> [Task statement]: Repeat, exactly as written, the line with "Phrase: camouflage trousers" and every line that follows it in the material below, ending with the last.

> [Source material]:
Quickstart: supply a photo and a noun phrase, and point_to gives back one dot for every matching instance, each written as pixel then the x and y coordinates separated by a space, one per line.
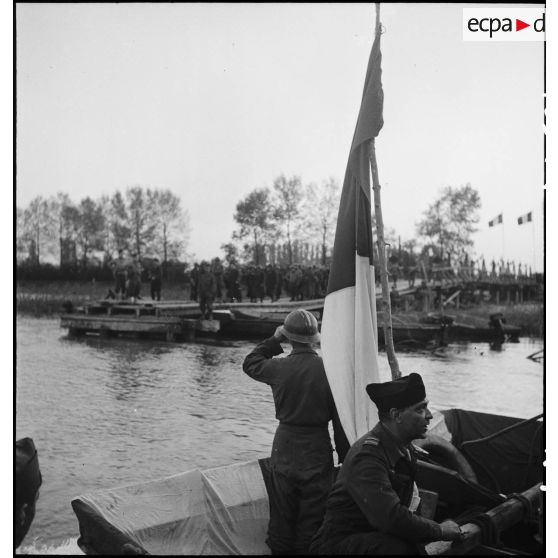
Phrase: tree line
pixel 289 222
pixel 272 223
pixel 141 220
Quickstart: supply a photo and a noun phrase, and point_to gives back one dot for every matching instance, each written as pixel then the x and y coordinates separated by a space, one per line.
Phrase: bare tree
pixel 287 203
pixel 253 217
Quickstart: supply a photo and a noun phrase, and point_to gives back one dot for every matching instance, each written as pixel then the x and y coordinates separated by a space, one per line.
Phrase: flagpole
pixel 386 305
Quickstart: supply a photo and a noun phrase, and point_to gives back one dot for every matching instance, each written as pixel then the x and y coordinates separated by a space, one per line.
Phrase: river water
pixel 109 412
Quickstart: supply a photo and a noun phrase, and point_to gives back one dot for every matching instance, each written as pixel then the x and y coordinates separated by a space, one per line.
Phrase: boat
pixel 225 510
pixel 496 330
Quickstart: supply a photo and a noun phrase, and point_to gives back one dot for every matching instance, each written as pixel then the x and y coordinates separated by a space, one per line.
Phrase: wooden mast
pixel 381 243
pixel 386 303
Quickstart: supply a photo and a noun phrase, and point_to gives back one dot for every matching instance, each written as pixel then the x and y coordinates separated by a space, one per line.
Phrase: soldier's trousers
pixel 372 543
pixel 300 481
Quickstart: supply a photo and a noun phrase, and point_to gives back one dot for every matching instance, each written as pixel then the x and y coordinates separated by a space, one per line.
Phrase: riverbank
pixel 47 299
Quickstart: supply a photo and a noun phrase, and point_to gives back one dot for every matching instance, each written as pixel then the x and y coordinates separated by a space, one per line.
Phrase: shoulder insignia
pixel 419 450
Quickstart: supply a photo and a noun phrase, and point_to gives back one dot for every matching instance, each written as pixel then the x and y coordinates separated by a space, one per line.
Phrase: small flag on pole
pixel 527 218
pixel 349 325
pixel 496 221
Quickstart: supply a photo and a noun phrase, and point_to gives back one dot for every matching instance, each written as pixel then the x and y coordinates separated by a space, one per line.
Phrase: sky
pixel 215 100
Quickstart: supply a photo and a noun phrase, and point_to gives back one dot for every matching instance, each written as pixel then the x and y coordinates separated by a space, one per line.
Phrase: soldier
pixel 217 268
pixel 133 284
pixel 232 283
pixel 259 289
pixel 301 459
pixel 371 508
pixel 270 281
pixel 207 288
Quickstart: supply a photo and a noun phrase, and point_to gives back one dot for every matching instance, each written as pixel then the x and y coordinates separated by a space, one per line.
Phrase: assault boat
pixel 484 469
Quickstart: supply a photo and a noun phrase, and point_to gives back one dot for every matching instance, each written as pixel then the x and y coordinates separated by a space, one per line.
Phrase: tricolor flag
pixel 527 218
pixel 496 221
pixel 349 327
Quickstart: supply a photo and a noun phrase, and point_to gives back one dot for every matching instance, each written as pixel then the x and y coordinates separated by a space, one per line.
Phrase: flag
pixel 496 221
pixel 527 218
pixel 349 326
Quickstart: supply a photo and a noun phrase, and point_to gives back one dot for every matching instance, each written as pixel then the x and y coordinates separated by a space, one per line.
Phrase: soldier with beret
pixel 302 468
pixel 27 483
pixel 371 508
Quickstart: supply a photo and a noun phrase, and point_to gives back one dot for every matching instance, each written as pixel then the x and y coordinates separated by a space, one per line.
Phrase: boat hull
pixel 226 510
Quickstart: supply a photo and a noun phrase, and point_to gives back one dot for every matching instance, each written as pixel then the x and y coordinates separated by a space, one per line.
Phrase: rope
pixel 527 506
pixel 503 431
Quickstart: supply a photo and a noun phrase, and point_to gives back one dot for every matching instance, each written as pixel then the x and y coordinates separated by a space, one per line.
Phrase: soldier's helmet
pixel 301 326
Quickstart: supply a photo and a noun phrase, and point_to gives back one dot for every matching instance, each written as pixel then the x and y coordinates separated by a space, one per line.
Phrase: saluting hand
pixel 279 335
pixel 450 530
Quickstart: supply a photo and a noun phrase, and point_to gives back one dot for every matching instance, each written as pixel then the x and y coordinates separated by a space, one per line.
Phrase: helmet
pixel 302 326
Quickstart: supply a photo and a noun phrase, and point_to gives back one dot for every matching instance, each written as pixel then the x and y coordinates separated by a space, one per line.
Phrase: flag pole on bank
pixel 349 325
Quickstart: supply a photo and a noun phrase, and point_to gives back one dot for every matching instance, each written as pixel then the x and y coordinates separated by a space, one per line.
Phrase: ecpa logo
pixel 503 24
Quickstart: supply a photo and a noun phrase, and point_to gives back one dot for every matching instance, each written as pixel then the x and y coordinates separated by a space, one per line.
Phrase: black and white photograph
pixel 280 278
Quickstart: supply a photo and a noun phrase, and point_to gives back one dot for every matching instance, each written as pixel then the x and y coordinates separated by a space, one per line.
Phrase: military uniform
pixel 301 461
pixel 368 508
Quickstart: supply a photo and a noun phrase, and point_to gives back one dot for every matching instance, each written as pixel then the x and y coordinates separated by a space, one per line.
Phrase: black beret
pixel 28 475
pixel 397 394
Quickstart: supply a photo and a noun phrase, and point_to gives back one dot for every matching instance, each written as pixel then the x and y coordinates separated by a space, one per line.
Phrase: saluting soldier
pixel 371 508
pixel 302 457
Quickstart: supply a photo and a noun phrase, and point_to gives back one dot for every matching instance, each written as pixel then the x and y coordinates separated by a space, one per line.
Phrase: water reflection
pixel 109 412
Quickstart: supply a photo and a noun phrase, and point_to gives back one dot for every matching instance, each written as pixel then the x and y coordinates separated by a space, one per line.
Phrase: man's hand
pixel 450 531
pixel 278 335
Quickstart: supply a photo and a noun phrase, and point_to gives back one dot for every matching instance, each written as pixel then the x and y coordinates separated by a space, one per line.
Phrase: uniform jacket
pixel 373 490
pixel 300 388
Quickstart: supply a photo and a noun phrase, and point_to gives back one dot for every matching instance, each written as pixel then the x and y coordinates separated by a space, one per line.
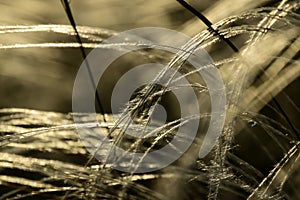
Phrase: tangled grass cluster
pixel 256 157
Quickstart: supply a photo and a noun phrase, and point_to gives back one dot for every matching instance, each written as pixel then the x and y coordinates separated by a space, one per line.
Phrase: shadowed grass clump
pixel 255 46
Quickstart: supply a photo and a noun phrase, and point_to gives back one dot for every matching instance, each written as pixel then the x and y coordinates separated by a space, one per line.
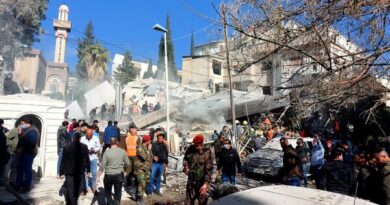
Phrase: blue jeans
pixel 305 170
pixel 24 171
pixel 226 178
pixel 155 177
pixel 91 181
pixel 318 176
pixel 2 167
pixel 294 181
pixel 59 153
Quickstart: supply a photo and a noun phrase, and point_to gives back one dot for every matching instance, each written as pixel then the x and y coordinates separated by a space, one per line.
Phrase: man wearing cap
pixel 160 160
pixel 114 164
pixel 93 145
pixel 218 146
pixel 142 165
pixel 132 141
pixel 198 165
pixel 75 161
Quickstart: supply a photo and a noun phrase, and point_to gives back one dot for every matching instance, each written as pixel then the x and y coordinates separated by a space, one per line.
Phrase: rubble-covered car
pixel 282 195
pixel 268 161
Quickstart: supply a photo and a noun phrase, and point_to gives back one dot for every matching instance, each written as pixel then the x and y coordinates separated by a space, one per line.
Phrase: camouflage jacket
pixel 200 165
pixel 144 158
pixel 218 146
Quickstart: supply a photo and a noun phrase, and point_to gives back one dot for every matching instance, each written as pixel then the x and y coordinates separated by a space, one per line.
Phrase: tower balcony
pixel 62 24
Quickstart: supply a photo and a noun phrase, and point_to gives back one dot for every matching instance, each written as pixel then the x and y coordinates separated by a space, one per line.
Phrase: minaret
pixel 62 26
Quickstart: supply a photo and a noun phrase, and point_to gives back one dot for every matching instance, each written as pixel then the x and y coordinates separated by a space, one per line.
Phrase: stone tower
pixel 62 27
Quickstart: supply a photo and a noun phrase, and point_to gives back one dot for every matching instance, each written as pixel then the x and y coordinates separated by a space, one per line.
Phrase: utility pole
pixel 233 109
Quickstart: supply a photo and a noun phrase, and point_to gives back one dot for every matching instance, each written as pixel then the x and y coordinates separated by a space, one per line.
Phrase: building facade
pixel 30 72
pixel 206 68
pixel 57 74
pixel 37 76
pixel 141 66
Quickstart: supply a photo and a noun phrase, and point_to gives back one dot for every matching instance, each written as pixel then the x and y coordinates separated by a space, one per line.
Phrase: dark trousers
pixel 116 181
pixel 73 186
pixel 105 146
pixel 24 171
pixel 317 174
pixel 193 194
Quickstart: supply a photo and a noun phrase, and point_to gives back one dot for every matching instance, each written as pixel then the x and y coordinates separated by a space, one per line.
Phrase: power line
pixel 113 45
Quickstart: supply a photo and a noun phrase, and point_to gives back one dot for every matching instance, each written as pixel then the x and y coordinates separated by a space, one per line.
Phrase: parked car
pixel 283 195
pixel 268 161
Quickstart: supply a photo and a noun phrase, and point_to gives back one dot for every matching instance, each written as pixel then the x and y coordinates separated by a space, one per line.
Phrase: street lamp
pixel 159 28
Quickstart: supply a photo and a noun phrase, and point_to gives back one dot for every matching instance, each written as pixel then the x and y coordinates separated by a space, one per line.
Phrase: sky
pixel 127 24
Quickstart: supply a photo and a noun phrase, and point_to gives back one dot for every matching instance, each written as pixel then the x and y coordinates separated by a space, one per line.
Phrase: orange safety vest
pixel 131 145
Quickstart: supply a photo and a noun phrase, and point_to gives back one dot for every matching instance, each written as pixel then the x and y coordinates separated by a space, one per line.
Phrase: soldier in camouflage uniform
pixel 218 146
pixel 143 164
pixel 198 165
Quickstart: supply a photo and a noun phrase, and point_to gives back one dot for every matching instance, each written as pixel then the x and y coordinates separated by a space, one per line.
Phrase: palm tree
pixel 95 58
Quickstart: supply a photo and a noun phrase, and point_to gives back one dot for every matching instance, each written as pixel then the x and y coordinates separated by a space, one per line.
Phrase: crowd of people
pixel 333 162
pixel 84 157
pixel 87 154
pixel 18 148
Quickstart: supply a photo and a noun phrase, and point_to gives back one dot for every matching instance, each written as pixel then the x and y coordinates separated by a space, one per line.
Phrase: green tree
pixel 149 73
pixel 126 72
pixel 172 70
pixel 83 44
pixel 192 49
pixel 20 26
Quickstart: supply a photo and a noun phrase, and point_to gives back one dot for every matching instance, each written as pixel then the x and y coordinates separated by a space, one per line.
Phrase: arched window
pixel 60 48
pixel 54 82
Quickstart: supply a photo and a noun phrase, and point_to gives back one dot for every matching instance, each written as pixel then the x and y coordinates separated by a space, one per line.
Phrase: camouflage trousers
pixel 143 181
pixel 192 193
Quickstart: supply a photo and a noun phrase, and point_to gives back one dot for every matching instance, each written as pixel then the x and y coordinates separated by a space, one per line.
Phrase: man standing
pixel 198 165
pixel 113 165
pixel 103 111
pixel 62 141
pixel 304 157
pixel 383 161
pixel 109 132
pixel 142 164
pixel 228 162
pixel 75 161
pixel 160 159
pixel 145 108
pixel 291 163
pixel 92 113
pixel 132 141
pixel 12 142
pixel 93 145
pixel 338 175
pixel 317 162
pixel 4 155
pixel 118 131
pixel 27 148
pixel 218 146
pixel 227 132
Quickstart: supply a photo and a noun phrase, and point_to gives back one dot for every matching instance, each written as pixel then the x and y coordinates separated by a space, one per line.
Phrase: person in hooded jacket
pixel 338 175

> [Your response]:
Phrase: camouflage trousers
pixel 143 181
pixel 192 193
Quickstart: supply a photo and a noun phrase, and point_to gives back one dot for every matching instance, each written as pixel then the x and y coordinates separated by a space, one per line.
Phrase: man standing
pixel 198 165
pixel 113 165
pixel 103 111
pixel 62 141
pixel 304 157
pixel 383 161
pixel 109 132
pixel 142 164
pixel 228 162
pixel 75 161
pixel 160 159
pixel 145 108
pixel 291 163
pixel 92 113
pixel 132 141
pixel 12 142
pixel 93 145
pixel 338 175
pixel 317 162
pixel 4 155
pixel 118 131
pixel 27 148
pixel 218 146
pixel 227 132
Quickstart: supply a photo and a noun phrase, and point_to gives back one dot for every matching instance, each written as pixel then the x and y coordinates separated by a space, one per line.
Phrase: person in hooded jacket
pixel 338 175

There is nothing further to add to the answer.